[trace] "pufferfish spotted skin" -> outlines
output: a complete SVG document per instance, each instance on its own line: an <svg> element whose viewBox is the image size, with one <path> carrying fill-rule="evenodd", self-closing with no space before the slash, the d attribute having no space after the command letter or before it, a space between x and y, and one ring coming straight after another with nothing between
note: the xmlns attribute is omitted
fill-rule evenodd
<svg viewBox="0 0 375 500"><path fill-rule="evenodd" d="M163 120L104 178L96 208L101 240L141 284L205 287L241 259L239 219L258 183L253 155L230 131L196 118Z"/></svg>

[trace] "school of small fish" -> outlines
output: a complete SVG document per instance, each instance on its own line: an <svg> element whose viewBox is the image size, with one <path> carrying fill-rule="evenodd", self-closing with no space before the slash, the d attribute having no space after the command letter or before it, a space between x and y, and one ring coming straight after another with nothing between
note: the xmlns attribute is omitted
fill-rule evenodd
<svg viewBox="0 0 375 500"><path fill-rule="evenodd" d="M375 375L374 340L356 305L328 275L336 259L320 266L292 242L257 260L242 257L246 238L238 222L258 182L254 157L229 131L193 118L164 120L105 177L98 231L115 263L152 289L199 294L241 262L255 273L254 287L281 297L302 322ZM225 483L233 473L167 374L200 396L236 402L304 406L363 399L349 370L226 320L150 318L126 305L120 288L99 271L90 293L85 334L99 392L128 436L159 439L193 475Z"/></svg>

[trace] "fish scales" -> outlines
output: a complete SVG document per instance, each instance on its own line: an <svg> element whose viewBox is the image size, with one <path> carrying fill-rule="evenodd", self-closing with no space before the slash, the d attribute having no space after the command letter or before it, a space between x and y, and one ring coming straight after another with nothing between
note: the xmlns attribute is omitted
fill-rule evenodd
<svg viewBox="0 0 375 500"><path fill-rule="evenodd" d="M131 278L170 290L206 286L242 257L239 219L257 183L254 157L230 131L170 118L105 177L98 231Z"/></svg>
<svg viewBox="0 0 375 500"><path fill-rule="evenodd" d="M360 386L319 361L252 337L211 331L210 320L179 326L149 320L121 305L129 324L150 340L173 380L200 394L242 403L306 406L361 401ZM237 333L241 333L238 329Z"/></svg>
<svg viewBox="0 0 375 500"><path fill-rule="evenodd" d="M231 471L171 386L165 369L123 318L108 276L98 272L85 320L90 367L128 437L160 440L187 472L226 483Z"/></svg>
...
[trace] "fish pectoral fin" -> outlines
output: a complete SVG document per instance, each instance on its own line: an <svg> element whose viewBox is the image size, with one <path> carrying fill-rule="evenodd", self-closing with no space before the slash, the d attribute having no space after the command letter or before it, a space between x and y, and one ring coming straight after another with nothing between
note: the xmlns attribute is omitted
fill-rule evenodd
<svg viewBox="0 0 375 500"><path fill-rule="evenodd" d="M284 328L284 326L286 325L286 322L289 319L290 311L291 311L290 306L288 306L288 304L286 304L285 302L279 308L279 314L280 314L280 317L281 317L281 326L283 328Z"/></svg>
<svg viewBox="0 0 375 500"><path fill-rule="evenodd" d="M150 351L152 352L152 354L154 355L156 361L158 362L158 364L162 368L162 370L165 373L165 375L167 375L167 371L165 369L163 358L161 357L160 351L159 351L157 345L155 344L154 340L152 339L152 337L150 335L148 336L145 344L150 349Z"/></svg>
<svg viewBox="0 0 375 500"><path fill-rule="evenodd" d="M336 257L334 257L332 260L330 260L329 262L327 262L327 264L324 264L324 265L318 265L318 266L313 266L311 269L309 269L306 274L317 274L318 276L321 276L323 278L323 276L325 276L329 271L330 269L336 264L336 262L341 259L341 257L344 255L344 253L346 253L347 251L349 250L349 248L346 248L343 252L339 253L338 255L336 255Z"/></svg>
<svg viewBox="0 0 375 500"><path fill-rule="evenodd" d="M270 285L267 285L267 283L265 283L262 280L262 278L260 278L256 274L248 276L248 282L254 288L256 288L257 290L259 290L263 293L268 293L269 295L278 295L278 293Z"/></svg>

*Exercise description*. State how many lines of the items above contain the word "trace", giving only the number.

*Task output*. 4